> _Instruction_
From the line that holds "the bare tree" to the last line of the data, copy everything exactly; leave out all the rest.
>> begin
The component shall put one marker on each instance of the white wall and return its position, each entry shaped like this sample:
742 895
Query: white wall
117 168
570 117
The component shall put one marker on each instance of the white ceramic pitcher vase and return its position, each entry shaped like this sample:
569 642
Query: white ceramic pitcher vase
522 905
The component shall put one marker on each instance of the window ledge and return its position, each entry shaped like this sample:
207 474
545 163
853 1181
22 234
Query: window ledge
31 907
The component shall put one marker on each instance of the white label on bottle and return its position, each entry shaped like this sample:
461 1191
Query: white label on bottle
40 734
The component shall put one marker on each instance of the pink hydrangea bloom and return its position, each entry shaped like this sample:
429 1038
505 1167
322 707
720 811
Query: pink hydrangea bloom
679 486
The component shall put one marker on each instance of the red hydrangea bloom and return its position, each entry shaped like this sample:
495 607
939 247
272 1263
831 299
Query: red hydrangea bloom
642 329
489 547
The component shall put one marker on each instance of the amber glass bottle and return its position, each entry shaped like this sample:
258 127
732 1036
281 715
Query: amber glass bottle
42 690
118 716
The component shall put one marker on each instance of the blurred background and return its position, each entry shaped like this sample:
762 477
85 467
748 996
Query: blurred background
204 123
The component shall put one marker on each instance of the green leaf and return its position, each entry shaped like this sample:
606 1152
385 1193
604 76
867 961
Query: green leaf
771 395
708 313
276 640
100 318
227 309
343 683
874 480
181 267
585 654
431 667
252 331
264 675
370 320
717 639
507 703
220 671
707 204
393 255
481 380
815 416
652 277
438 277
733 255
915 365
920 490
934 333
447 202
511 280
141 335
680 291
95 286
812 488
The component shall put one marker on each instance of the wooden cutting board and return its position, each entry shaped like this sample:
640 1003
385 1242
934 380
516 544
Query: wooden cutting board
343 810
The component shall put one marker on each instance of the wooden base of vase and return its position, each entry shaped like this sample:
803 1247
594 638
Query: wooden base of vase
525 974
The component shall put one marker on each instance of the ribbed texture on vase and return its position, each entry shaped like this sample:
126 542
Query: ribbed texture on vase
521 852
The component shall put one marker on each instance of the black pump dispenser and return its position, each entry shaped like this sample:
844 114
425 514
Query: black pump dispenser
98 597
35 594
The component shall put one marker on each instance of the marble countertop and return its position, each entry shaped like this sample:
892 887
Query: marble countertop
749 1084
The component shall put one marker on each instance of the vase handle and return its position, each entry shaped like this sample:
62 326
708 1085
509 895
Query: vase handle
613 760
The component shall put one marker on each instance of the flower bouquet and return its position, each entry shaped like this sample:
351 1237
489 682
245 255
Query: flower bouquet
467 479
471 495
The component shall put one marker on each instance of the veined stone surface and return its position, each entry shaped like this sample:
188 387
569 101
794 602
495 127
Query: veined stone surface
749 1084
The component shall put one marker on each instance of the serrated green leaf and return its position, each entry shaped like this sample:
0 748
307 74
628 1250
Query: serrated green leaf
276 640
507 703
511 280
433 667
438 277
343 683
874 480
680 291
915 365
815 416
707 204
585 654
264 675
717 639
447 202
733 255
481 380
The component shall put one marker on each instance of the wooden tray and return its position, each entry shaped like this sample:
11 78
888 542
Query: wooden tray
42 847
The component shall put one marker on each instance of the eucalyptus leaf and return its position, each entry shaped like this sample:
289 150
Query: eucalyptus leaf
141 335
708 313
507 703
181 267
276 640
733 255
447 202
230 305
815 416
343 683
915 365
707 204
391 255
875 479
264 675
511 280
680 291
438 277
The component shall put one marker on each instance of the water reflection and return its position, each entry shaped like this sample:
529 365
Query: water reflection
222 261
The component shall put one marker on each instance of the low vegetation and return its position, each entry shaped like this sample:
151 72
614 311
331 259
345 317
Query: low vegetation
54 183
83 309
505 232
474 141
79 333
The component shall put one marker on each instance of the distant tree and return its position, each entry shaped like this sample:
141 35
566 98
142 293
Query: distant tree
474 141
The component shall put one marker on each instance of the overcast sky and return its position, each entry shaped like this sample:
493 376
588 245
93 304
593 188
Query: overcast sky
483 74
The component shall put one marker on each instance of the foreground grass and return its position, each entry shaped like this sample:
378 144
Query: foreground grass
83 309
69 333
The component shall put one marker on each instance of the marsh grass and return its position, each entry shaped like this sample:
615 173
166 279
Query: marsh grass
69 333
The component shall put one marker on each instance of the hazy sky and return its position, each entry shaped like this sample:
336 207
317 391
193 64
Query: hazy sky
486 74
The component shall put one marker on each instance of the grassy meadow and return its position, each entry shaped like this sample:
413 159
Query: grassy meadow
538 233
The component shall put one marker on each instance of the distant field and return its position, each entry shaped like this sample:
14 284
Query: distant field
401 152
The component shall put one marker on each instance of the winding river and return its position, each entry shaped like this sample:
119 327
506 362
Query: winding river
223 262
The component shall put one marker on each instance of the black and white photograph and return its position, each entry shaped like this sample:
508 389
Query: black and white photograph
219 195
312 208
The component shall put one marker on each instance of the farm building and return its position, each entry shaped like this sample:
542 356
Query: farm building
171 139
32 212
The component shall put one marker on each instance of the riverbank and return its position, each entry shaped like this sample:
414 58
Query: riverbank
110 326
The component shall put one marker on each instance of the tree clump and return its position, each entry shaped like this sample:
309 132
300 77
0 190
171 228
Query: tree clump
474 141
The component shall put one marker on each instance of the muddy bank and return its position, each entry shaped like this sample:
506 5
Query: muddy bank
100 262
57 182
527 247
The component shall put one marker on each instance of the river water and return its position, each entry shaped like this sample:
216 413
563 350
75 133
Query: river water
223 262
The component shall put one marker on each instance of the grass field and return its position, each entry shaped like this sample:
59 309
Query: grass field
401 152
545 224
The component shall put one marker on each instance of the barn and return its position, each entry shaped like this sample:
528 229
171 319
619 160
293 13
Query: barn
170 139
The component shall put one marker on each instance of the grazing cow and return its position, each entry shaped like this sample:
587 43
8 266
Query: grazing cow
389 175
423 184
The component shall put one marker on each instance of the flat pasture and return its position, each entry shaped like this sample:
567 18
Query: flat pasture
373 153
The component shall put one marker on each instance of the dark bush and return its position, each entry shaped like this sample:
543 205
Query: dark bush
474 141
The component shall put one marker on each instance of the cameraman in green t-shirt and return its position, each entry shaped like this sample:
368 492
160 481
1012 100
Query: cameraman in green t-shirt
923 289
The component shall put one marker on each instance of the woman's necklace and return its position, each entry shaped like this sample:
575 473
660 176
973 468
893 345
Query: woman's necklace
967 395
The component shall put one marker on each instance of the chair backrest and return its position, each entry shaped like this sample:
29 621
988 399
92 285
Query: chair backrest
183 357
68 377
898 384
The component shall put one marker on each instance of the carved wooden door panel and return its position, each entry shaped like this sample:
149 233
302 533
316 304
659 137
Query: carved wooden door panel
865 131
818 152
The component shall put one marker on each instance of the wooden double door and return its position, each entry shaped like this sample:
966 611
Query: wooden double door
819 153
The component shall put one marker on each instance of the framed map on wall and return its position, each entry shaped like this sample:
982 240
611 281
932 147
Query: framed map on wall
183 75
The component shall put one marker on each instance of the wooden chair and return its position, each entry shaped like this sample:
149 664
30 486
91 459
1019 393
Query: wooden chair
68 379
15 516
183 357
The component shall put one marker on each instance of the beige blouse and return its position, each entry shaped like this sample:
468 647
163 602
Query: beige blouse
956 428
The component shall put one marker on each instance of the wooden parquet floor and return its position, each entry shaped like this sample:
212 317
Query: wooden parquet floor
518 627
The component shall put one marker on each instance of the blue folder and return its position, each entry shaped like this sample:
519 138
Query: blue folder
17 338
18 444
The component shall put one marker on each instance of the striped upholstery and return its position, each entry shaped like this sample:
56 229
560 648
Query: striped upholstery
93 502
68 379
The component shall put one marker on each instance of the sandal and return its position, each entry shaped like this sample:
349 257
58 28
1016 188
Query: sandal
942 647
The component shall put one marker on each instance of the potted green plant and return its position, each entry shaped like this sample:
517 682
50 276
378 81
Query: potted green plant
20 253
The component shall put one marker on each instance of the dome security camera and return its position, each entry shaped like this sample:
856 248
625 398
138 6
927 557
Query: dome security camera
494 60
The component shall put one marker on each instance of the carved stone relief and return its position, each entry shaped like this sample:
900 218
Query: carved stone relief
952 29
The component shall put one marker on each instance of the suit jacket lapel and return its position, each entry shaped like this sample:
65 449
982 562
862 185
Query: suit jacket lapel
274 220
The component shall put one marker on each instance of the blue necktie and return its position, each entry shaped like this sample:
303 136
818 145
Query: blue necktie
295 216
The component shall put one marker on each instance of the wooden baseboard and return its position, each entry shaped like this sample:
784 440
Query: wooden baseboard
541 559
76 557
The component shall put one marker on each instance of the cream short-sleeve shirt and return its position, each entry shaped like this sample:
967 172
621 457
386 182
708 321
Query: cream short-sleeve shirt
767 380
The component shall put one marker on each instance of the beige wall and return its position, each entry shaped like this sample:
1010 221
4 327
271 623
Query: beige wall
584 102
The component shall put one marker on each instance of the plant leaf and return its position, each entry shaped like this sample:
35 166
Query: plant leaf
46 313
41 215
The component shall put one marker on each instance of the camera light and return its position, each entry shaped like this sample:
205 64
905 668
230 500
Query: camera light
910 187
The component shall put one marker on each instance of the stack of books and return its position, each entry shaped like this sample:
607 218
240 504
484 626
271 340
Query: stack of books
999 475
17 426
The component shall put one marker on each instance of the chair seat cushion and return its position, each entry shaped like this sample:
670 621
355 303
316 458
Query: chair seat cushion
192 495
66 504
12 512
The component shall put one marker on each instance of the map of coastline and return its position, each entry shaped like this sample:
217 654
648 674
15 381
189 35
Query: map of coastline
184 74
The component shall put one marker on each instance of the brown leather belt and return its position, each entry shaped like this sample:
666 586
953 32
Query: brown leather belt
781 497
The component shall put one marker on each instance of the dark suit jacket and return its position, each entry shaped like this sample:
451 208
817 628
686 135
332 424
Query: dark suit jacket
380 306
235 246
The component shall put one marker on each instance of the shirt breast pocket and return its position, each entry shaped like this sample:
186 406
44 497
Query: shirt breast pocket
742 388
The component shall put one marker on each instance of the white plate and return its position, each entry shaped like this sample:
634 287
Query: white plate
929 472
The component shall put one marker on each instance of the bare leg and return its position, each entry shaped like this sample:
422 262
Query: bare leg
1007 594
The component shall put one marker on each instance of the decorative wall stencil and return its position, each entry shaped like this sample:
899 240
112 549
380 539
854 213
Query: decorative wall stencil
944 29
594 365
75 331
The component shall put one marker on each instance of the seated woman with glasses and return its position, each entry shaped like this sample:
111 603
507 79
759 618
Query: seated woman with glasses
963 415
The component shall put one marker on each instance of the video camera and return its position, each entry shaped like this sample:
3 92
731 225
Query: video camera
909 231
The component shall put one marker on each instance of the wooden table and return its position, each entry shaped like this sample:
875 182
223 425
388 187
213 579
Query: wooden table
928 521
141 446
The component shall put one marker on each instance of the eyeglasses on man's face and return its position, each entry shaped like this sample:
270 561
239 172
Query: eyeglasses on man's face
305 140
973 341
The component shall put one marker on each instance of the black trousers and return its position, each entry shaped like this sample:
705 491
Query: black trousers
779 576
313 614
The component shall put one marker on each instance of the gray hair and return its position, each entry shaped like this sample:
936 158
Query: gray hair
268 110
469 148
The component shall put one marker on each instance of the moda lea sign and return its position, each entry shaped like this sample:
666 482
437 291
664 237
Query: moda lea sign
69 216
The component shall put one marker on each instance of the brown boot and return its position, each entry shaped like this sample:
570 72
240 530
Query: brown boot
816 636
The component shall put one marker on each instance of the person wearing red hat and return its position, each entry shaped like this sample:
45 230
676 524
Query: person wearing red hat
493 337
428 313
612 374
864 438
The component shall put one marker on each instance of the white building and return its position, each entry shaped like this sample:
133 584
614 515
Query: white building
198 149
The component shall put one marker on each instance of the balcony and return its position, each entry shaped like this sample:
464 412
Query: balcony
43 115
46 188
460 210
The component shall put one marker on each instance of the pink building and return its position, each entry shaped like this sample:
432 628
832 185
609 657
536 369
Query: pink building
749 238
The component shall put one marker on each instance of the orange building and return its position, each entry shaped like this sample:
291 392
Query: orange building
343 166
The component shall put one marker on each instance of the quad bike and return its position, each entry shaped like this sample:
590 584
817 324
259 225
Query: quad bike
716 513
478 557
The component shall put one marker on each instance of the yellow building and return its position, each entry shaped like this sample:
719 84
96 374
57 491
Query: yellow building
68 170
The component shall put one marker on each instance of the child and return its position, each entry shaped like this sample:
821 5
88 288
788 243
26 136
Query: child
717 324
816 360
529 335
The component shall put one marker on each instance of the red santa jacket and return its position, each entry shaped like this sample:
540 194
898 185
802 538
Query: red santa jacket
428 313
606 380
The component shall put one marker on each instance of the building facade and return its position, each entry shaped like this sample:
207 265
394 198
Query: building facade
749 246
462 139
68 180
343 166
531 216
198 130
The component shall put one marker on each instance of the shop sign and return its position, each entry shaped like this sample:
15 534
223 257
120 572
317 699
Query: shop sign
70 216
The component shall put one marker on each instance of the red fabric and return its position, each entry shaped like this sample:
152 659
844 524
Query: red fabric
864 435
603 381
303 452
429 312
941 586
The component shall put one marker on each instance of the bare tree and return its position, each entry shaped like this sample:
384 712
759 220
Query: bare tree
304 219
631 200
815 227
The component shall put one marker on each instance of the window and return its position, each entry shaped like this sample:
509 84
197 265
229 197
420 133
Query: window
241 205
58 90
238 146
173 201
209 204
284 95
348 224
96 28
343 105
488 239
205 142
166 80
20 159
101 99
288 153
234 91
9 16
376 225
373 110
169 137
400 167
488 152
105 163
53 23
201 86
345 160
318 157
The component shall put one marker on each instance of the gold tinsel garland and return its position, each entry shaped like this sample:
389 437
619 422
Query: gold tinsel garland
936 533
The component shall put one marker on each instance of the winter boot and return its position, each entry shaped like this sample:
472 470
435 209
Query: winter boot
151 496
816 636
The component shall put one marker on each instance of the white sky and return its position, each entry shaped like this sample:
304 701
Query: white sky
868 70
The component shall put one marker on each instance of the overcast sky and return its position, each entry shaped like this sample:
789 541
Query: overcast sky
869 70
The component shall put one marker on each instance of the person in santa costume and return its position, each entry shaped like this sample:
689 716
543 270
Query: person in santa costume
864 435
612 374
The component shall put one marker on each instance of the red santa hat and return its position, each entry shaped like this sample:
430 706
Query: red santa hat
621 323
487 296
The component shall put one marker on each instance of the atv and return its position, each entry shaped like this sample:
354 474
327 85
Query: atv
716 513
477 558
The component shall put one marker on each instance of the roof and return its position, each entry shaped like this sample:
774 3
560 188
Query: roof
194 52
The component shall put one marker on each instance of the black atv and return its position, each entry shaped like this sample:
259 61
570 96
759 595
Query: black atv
>> end
> _Complete output_
The component shall put one marker on each instance of the bare tree and return its position, each entry shaped like this sample:
384 712
759 220
Query: bare tree
304 219
631 200
815 227
The component shall put one marker on each instance of the window and return its position, each entry shaped like this sample:
509 84
197 265
229 197
420 133
Query: window
241 205
58 90
238 146
173 201
209 204
284 95
348 224
96 28
343 105
488 239
205 142
166 80
20 159
101 99
288 153
234 91
9 16
376 225
373 110
169 137
400 167
488 152
105 163
53 23
201 86
345 160
318 157
The component shall put one marker on each instance of the gold tinsel garland and return its position, each entry shaped like this sample:
389 437
619 422
Query: gold tinsel garland
936 533
The component shall put one marker on each instance of the winter boot and return its position, each entry shaped like this sample:
472 470
435 209
Query: winter boot
151 496
816 636
The component shall put one marker on each instance of the white sky and return its position, each entry shaped like this sample:
304 701
Query: white sky
868 70
The component shall put one marker on each instance of the overcast sky and return its position, each entry shaped like this sample:
789 541
Query: overcast sky
869 70
The component shall put one marker on each instance of the person in santa costume and return its position, each entry shaped like this sample:
689 716
543 270
Query: person in santa costume
864 435
612 374
The component shall put one marker on each instance of the red santa hat and return its position, each entry shaped like this sample:
430 706
Query: red santa hat
621 323
487 296
The component shall put one marker on each instance of the atv and return its position, each entry shaped like this sample:
354 474
327 85
Query: atv
716 513
477 558
The component shall put one marker on each instance of the roof and return its position, each entry shaped like this sample:
774 3
560 188
Query: roof
194 52
The component shall put one marker on each instance of the black atv and return its position, each entry shaped like this sample:
259 61
570 96
759 595
Query: black atv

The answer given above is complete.